**Exercise set**.
1. Copy the passage about St. Thérèse and the priesthood word for word, from "She died at" up to and including "do about this?".
2. In the passage about St. Thérèse and the priesthood, at what age did St. Thérèse die?

Those who are unwilling to accept the Church's teaching about the essential maleness of the priesthood sometimes claim St. Thérèse of Lisieux as an ally. They say that she wished to be a priest. If a woman of her sanctity could desire  or­dination (they imply), there can be no real theological objection to it, and it is high time the male-dominated Church took an­other look at the question.

Did St. Thérèse ever say that she wanted to be a priest? Yes, she did. But her words are often quoted out of context. Here is a recant example. [1] A quotation from St. Thérèse is followed by this:

She died at the age of twenty-four and herself observed that this was the age at which, in other circumstances, she would have been ordained. There are other women with the same desires, the same sense of vocation; women who are instances and places of where the city of God is. What will the Churches do about this?

(Dataset entries)

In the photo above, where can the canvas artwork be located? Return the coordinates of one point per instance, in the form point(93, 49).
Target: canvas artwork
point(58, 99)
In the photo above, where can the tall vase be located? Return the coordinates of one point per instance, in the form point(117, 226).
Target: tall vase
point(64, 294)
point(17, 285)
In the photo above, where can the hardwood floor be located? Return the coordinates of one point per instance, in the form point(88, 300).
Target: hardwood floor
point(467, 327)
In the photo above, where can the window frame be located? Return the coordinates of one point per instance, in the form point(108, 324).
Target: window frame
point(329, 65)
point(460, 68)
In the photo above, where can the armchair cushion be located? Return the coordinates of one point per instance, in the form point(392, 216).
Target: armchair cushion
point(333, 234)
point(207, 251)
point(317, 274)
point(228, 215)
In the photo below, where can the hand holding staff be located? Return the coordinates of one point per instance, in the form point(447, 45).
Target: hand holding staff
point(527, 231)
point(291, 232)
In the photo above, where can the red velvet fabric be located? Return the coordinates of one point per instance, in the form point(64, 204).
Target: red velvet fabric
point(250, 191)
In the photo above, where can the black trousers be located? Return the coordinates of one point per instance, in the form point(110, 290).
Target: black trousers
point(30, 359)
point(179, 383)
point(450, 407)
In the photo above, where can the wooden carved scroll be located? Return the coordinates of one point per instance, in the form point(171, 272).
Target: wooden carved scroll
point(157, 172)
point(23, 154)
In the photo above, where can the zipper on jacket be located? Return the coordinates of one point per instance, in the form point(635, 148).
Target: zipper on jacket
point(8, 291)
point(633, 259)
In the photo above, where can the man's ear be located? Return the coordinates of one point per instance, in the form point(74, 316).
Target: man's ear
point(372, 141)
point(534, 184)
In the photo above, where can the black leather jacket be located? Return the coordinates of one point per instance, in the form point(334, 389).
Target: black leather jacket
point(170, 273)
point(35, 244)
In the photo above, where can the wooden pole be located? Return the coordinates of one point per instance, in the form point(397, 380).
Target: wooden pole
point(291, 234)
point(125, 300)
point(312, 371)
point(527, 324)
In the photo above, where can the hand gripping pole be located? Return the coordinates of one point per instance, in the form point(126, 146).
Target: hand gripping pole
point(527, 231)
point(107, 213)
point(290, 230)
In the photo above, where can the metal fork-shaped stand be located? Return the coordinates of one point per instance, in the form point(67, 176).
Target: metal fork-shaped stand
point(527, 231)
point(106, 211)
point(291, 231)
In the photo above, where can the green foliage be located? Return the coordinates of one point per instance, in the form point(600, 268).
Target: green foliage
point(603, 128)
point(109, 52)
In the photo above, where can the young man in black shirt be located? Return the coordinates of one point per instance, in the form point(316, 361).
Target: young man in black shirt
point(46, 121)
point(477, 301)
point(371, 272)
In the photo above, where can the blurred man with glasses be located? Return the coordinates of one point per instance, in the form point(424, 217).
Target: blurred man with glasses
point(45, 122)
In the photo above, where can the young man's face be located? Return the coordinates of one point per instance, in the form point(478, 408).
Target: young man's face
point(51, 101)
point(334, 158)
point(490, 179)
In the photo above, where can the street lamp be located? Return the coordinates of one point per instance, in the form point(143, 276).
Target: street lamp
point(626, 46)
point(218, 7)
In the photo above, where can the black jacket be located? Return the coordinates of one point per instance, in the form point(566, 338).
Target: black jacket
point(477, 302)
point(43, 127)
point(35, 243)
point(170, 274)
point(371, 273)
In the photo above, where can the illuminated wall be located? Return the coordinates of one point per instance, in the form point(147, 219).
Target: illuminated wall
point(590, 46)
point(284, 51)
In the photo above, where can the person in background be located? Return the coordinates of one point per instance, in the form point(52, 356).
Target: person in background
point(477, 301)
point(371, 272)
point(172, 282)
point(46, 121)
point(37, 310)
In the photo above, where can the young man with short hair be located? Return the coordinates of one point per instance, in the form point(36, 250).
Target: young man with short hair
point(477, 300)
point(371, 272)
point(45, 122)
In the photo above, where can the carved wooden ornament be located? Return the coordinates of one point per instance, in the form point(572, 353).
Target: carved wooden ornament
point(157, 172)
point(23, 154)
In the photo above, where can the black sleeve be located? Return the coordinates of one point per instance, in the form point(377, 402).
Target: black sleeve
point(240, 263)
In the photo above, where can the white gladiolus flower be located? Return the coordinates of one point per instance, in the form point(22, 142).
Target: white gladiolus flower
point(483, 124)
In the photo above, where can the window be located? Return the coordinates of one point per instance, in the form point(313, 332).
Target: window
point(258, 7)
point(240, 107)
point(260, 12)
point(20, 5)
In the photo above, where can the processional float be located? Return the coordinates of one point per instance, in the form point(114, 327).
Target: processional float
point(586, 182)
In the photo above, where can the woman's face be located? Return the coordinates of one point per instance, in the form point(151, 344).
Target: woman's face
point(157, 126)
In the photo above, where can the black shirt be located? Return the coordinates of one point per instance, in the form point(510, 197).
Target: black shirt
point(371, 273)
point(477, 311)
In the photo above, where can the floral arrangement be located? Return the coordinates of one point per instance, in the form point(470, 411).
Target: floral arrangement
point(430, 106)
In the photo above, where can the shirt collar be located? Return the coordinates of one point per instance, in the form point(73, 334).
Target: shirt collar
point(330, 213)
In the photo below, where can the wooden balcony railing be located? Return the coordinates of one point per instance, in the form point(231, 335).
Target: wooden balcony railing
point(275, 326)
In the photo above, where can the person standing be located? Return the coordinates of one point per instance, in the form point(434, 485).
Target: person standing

**The solutions**.
1.
She died at the age of twenty-four and herself observed that this was the age at which, in other circumstances, she would have been ordained. There are other women with the same desires, the same sense of vocation; women who are instances and places of where the city of God is. What will the Churches do about this?

2. At twenty-four.